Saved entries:
=== Section Start ===
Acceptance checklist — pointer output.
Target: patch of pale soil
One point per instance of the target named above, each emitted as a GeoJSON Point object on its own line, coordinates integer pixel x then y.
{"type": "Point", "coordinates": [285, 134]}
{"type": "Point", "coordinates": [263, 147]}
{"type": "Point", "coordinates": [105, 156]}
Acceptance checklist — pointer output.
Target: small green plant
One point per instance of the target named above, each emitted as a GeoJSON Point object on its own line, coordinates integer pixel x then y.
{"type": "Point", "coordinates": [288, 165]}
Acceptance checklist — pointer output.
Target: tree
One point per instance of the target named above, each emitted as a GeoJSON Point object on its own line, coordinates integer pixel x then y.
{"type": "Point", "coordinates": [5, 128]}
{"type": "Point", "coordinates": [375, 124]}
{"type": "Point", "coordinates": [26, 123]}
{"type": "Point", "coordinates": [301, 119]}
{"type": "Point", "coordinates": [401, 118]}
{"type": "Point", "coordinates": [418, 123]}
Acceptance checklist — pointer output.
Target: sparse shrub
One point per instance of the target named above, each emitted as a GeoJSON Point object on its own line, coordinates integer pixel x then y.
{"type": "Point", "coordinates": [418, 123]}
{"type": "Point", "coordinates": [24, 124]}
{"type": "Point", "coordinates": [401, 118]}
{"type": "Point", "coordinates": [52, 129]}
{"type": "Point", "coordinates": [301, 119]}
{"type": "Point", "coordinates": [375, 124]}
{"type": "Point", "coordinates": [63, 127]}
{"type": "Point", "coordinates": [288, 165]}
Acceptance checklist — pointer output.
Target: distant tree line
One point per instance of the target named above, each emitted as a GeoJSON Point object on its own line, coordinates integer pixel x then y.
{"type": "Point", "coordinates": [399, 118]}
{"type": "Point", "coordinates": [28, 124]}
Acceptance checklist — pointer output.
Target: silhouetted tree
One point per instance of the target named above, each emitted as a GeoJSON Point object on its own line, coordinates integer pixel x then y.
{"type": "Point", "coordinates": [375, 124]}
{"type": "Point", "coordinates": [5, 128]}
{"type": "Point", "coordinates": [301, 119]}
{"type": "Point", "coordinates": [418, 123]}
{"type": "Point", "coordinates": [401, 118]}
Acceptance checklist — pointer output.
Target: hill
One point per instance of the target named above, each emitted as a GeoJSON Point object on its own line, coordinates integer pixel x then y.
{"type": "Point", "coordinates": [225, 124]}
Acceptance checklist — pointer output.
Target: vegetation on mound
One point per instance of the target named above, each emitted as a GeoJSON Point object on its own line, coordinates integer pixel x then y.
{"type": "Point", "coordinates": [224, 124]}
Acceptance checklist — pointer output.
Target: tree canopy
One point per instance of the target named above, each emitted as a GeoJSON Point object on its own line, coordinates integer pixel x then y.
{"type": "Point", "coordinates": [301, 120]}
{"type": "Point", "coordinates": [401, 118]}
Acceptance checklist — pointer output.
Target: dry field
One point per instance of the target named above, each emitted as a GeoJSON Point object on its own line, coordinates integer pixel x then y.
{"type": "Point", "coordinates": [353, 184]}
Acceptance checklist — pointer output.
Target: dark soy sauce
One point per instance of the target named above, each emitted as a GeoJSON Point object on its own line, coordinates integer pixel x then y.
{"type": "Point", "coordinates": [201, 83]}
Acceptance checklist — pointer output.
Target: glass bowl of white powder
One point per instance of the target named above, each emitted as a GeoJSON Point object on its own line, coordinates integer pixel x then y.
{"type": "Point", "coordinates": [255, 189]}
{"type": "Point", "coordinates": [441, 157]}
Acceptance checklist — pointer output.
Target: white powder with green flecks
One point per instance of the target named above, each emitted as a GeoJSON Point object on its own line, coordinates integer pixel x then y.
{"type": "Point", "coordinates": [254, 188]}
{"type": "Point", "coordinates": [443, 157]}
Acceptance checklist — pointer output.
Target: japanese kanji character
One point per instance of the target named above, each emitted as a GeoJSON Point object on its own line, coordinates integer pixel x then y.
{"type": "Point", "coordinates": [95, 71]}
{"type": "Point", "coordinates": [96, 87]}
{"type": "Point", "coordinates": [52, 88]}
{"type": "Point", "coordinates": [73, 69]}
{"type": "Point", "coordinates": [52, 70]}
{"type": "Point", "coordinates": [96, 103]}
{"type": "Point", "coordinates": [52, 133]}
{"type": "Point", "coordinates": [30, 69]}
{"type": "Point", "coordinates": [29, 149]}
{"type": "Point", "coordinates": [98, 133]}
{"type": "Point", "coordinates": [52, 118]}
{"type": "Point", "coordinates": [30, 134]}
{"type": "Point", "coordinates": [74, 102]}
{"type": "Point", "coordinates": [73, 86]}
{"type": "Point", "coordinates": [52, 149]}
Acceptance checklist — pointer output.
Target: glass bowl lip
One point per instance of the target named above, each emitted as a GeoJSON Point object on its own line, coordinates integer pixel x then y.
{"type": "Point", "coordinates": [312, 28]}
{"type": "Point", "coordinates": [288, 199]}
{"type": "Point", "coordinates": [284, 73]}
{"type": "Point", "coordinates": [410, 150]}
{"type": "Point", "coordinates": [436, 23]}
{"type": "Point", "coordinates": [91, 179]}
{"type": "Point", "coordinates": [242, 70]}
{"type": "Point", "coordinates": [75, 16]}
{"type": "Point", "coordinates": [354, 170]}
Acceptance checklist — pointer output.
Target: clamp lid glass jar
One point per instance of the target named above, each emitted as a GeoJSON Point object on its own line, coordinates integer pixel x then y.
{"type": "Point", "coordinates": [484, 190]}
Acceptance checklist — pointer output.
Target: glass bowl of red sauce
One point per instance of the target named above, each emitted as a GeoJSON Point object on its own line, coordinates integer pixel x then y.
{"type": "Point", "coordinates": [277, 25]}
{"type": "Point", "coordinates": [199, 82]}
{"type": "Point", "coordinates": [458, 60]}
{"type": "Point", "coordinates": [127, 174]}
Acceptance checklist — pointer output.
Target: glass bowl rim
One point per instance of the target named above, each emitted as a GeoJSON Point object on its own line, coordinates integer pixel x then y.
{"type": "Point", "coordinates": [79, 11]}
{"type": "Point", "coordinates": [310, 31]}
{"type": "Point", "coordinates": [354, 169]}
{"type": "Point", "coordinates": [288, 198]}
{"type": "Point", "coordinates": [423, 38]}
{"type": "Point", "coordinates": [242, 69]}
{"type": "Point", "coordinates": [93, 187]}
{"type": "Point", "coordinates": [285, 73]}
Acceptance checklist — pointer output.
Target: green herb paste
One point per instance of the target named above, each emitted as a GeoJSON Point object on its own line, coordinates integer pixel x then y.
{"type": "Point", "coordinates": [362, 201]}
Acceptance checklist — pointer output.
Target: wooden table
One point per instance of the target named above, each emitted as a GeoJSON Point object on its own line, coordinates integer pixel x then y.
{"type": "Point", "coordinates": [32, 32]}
=== Section End ===
▶ _Assignment_:
Taking the records above as input, show every line in which the word "sauce" is present.

▶ _Output of the exercise_:
Target: dark soy sauce
Target: glass bowl of red sauce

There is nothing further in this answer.